§ **Sayfa**:
===============

Yasalarda Sámi diliyle ilgili olarak Sámi bölgesinin dışındaki eğitimle ilgili hiçbir açıklamaya yer verilmemiştir. Sámi bölgesinde, Sámi eğitimi özel bütçe düzenlemesi kapsamında bulunmakta ve bölgedeki okullarda Sámi eğitimini desteklemektedir. Okullar Sámi eğitimine önem verdikçe, devlet tarafından ayrılan bütçe de artmaktadır. Ne yazık ki, Sámi dilinde eğitim konusunda Finlandiya’da halen kimi sorunlarla karşılaşılmaktadır. Sámi Parlamentosu’na göre, Sámi nüfusunun %60’ı ve on yaş altı Sámi çocukların %70’i Sámi bölgesinin dışında yaşamaktadır. Dolayısıyla bu çocuklar, kendi anadillerinde eğitim alamamakta, bunun yerine kendi dillerini göçmen dili kapsamında haftada yalnızca 2,5 saatlik derslerle öğrenebilmektedir. Bu bakımdan, Finlandiya, tıpkı İsveç gibi, eğitim politikalarında kendi bölgeleri dışında yaşayan yerli halkları göçmen statüsünde kabul etmektedir.

===============

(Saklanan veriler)
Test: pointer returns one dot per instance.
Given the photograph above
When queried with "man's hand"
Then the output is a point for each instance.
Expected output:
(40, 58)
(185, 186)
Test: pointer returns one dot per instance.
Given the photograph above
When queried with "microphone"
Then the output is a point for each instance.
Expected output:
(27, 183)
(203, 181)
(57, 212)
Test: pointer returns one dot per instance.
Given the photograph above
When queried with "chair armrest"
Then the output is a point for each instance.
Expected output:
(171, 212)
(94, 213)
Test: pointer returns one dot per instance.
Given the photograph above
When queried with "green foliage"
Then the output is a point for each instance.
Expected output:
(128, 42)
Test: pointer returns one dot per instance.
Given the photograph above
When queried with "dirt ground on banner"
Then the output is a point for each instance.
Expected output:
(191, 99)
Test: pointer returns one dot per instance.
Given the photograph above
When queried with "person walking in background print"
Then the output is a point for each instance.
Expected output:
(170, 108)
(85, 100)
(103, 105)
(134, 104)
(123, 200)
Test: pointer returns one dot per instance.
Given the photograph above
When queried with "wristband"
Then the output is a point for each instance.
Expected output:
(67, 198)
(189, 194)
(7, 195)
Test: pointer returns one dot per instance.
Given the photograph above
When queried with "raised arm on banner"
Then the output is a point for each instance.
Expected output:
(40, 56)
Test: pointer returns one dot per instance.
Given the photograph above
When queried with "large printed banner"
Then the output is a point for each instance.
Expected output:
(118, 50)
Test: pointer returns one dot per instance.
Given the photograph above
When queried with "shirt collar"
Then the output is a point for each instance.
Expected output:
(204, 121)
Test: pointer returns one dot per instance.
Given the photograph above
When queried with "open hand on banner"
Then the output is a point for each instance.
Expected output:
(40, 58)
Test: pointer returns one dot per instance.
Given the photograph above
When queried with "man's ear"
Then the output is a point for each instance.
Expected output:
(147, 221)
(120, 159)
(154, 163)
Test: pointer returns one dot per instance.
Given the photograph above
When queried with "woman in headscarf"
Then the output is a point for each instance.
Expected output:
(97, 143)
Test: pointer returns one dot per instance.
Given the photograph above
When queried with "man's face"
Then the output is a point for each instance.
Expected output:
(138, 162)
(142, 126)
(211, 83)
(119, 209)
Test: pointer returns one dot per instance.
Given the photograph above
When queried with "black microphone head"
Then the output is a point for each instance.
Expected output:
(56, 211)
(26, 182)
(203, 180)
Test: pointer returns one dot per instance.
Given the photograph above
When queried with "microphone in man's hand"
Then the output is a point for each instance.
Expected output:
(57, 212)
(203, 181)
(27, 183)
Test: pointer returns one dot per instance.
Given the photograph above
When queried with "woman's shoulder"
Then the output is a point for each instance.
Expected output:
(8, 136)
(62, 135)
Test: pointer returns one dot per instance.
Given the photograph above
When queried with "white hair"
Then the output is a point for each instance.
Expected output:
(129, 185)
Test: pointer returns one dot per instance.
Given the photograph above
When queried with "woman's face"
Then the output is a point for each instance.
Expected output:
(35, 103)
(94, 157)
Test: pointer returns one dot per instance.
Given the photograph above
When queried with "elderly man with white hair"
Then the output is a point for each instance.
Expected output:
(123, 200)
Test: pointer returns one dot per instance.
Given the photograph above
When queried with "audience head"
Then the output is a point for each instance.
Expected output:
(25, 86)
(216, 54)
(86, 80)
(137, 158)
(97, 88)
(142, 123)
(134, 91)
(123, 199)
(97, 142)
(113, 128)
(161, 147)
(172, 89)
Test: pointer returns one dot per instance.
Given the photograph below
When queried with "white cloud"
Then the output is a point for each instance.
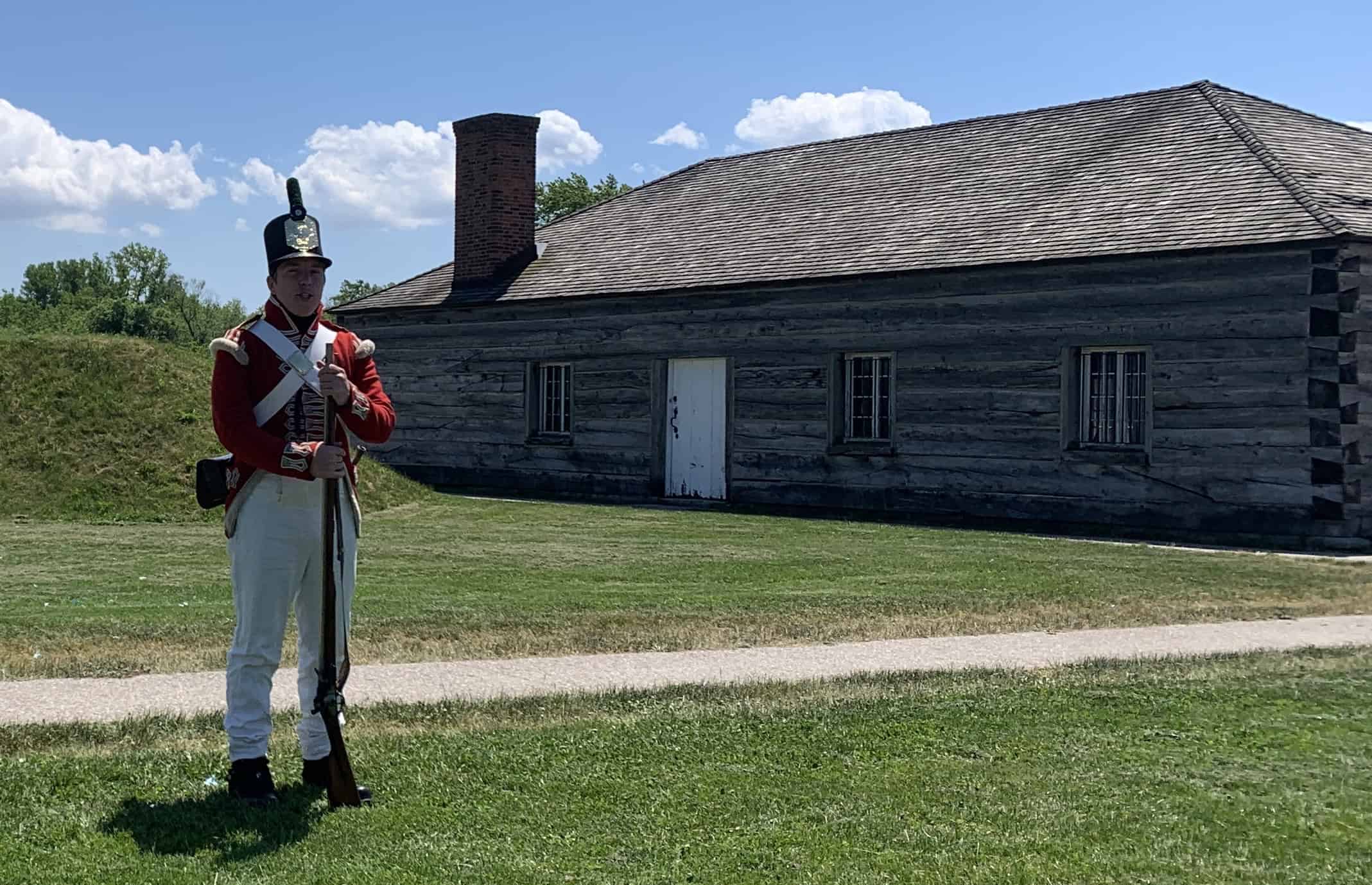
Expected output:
(67, 184)
(818, 116)
(562, 143)
(239, 191)
(264, 179)
(397, 175)
(684, 136)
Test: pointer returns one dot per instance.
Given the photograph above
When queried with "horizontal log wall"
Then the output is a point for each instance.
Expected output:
(1238, 423)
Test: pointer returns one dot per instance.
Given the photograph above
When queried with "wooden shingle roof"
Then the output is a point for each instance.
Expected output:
(1190, 166)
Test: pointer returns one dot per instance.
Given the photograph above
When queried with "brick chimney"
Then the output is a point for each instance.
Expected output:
(494, 209)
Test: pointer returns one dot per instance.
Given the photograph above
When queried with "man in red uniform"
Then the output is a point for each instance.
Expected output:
(268, 404)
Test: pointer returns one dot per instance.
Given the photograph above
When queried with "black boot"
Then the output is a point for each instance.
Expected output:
(250, 780)
(316, 773)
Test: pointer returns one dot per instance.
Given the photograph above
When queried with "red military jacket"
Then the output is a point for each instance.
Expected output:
(246, 369)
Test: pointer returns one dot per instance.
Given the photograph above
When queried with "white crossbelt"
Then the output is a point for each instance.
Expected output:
(305, 367)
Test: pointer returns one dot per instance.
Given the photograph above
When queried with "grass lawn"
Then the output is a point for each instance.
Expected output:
(1246, 769)
(456, 578)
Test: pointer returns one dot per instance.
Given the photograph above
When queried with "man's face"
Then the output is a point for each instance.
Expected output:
(298, 285)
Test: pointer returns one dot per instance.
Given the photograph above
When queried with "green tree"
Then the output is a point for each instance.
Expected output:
(77, 282)
(143, 275)
(563, 197)
(131, 293)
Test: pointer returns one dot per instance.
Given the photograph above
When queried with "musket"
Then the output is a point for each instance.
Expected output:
(328, 696)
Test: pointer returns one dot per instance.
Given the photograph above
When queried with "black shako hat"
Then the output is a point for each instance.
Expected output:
(294, 235)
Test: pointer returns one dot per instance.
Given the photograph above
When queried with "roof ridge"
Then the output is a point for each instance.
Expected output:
(947, 124)
(1268, 158)
(1289, 107)
(358, 301)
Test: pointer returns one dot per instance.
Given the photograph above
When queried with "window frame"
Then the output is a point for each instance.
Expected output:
(538, 403)
(1082, 389)
(846, 415)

===============

§ **Yapılacak İşler**:
1. Sámi eğitimiyle ilgili sayfada "Yasalarda Sámi diliyle" ile başlayıp "statüsünde kabul etmektedir." ifadesine kadar süren kısmı kelimesi kelimesine aktarın.
2. Sámi eğitimiyle ilgili sayfaya göre, Sámi Parlamentosu on yaş altı Sámi çocukların yüzde kaçının Sámi bölgesinin dışında yaşadığını belirtiyor?
Yalnızca sayfada yazanlara dayanın.

§ **Yanıtlar**:
1.
Yasalarda Sámi diliyle ilgili olarak Sámi bölgesinin dışındaki eğitimle ilgili hiçbir açıklamaya yer verilmemiştir. Sámi bölgesinde, Sámi eğitimi özel bütçe düzenlemesi kapsamında bulunmakta ve bölgedeki okullarda Sámi eğitimini desteklemektedir. Okullar Sámi eğitimine önem verdikçe, devlet tarafından ayrılan bütçe de artmaktadır. Ne yazık ki, Sámi dilinde eğitim konusunda Finlandiya’da halen kimi sorunlarla karşılaşılmaktadır. Sámi Parlamentosu’na göre, Sámi nüfusunun %60’ı ve on yaş altı Sámi çocukların %70’i Sámi bölgesinin dışında yaşamaktadır. Dolayısıyla bu çocuklar, kendi anadillerinde eğitim alamamakta, bunun yerine kendi dillerini göçmen dili kapsamında haftada yalnızca 2,5 saatlik derslerle öğrenebilmektedir. Bu bakımdan, Finlandiya, tıpkı İsveç gibi, eğitim politikalarında kendi bölgeleri dışında yaşayan yerli halkları göçmen statüsünde kabul etmektedir.

2. %70'inin.